TASK BRIEF: Leave the pictures out, and repeat exactly each line from the one that holds "Target: parakeet" through the final line of the entries below.

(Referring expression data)
=== Begin Enclosure ===

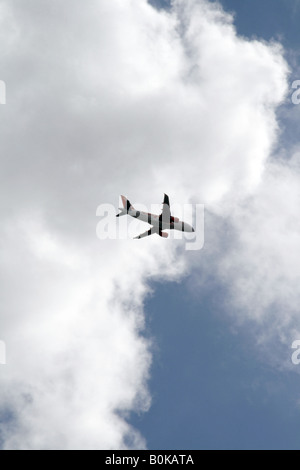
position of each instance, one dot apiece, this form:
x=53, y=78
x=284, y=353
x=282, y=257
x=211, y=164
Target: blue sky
x=211, y=388
x=124, y=99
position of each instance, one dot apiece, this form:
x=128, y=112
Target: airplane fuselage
x=156, y=222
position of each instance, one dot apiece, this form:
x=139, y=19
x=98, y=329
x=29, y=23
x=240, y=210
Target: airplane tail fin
x=126, y=206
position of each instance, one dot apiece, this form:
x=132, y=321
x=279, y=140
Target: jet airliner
x=158, y=223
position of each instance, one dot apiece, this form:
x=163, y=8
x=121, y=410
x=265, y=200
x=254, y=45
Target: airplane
x=161, y=222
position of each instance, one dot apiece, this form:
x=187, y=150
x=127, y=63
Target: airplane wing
x=148, y=233
x=166, y=212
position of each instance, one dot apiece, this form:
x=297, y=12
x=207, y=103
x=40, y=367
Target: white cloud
x=111, y=98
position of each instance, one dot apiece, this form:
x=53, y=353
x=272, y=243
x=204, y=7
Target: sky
x=113, y=343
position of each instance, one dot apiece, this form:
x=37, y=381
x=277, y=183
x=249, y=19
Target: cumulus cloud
x=113, y=97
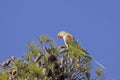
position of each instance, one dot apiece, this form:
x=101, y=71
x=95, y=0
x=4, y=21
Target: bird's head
x=61, y=34
x=65, y=36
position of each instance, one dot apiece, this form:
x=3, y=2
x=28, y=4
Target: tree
x=45, y=61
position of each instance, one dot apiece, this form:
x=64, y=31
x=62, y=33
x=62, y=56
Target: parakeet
x=67, y=37
x=69, y=40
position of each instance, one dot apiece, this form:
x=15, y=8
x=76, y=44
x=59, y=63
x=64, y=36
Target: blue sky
x=95, y=23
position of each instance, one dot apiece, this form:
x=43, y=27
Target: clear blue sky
x=95, y=23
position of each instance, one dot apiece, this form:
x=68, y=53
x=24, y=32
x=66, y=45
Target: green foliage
x=43, y=62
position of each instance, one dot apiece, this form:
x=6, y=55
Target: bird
x=67, y=37
x=69, y=41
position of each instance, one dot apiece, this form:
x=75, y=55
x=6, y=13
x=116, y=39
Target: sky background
x=95, y=23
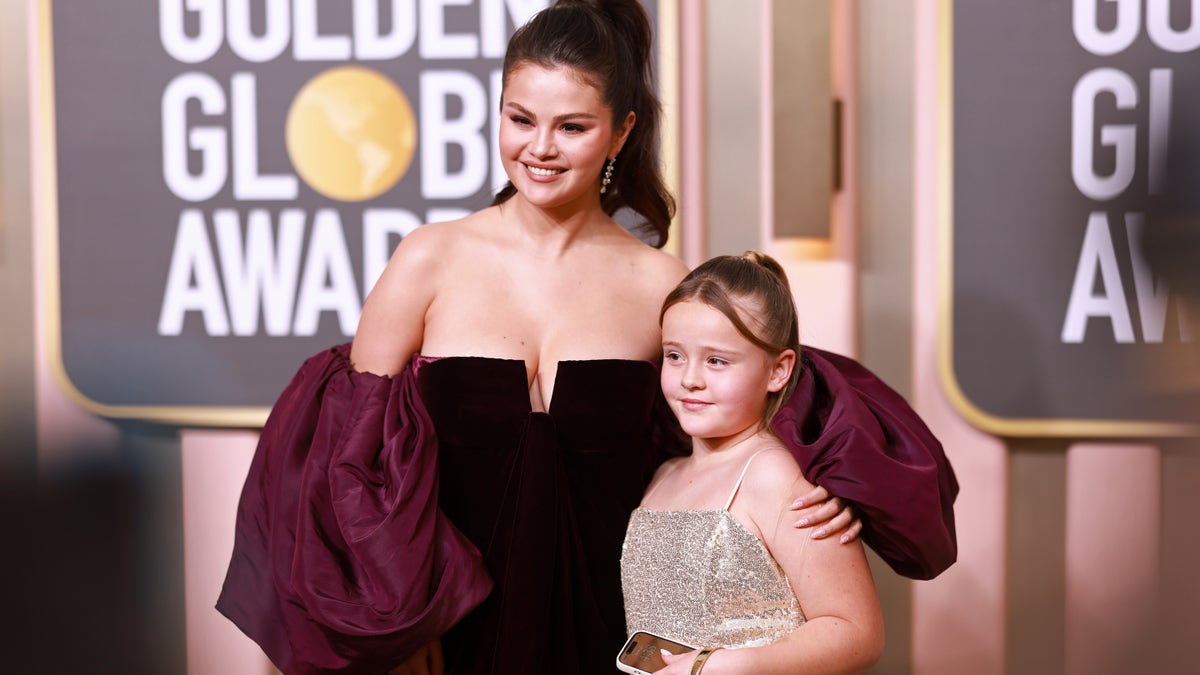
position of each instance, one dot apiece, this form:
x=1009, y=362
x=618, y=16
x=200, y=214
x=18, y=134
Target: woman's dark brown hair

=== End Enclosure ===

WORKED SOLUTION:
Target: parakeet
x=67, y=37
x=69, y=40
position of each instance, one dot apiece, this form:
x=15, y=8
x=76, y=44
x=59, y=63
x=64, y=36
Target: blue sky
x=95, y=23
position of each instance, one dot apiece, this form:
x=43, y=27
Target: clear blue sky
x=95, y=23
position of each instance, one dot apiece, this form:
x=68, y=53
x=24, y=32
x=66, y=45
Target: green foliage
x=43, y=62
position of each instance, one dot apiece, this form:
x=6, y=55
Target: bird
x=67, y=37
x=69, y=41
position of each instance, one dot apiece, this form:
x=75, y=55
x=6, y=13
x=116, y=39
Target: sky background
x=95, y=23
position of each instance, one dot apiece, this form:
x=1009, y=362
x=618, y=16
x=200, y=214
x=18, y=134
Target: woman's dark brown hair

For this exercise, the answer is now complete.